After the death of Sheikh ‘Abd Allah al-Daghastani, the affairs of the Naqshbandi Order were passed on to Sheikh Nazim al Haqqani, who, in turn, appointed several sheikhs as representatives of the order in numerous countries. The sheikh that Sheikh Haqqani appointed to manage the affairs of the order in Jordan would be Sheikh ‘Abd al-Salam Tawfiq Ahmad Shamsi
— Hanieh p.170
Sheikh ‘Abd al-Salam Shamsi went on to establish a zawiya in the Abu Sham Mosque in the Jabal Amman area of the city after moving to Jordan in 1998.

=== Tijani ===
The Tijani Order is a manifestations of revivalist Sufism, established by Ahmad Tijani (d. 1230 AH/1815 AD), who came from the Tlemcen region in northwestern Algeria. Sheikh Ahmad al-Dadisi, a teacher from the al-Aqsa mosque in jerusalem, frequently visited Jordan semi regularly building a following of Jordanian Sufis. He died in the early 1980s, however he appointed Sheikh Muhammad Mahmud al-Musaleh to lead this particular Tajini Sufi sub-order in Jordan.

*-*-*

Exercises =>
A: In the text on Sufi orders in Jordan, what year did Sheikh ‘Abd al-Salam Shamsi move to Jordan?
B: Continue the text on Sufi orders in Jordan from where it stops.

Information shown =>
*-*-*

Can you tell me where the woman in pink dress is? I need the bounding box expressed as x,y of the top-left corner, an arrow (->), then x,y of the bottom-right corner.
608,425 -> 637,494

*-*-*

The responses =>
A: 1998

B:
==Modern Practices==
Today there are a number of Sufi Orders active in Jordan. The vast majority of Amman's tariqas respect the generally agreed boundaries of the Sunnah, maintaining sexual segregation and avoiding the use of musical instruments or dancing during the hadra itself. In Jordan all the saint shrines are under the complete control of the government. For example, the celebration of the mawaalid (birthday) of the saints is prohibited, with the exception of al-mawlid al-nabawi (the Prophet's birthday.) Throughout the country today Sufism is not particularly influential or politically or socially active. This may be because the modern Sufi orders of Jordan were founded quite recently (first half of the 20th century).

==Sufi Shrines==
- The Irbid Area is home to a number of shrines dating back at least to the 13th Century and probably significantly earlier. Towards the end of the 20th century the government undertook an effort to reconstruct the shrines of the Companions of the Prophet or al-Ṣaḥāba (الصَحابة). These shrines are, however, often considered 'orthodox' and therefore this effort does not represent a government effort to empower or assist Sufis in the country.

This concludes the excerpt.